[Prompt] Return each line of the data below that contains the string "single".

[Data entries]

========================================================================

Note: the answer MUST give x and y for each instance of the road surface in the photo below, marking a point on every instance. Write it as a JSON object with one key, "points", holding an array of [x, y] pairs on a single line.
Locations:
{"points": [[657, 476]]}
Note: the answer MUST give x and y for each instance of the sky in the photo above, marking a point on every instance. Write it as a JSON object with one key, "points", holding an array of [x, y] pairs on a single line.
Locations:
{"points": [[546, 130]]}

========================================================================

[Exercise solution]
Note: the answer MUST give x and y for each instance of the road surface in the photo below, marking a point on every instance. Write it as a JSON object with one key, "points", holding an array of [x, y] pairs on a single line.
Note: the answer MUST give x and y for each instance of the sky in the photo above, marking a point on every instance. Write it as a JSON object with one key, "points", holding an array of [x, y] pairs on a single line.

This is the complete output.